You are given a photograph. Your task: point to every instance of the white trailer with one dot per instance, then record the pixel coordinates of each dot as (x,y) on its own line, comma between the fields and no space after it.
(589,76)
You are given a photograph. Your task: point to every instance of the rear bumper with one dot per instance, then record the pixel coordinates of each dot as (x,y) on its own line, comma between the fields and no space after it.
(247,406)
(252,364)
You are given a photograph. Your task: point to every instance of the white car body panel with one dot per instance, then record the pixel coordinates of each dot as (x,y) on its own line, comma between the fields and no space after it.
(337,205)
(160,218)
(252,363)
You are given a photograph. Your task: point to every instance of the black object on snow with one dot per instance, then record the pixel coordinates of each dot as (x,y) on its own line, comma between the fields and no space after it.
★ ★ ★ ★ ★
PROBLEM TO SOLVE:
Reproduce all entries. Keep them exact.

RESULT:
You are given a photograph. Your task: point to every instance of the white trailer with one dot per instance, then record the pixel coordinates of each dot as (x,y) on its own line, comma between the fields and no space after it.
(589,76)
You are given a photograph. Your task: point to every instance of the rear bumper with one dot per instance, then record the pixel coordinates of each dot as (x,y) on its own line, comma between the fields and no space after it.
(247,406)
(252,364)
You are given a photograph. Your task: point to every instance of the white car body panel with one dot per instance, then record the pixel coordinates of each dot as (x,y) on its own line, comma between the fields and no space after it.
(337,205)
(160,218)
(252,363)
You are given a photograph. Your task: point to every instance of the black object on snow with one dot per instance, then record the pixel coordinates of each dot as (x,y) on its own line, comma between the fields and no space after it.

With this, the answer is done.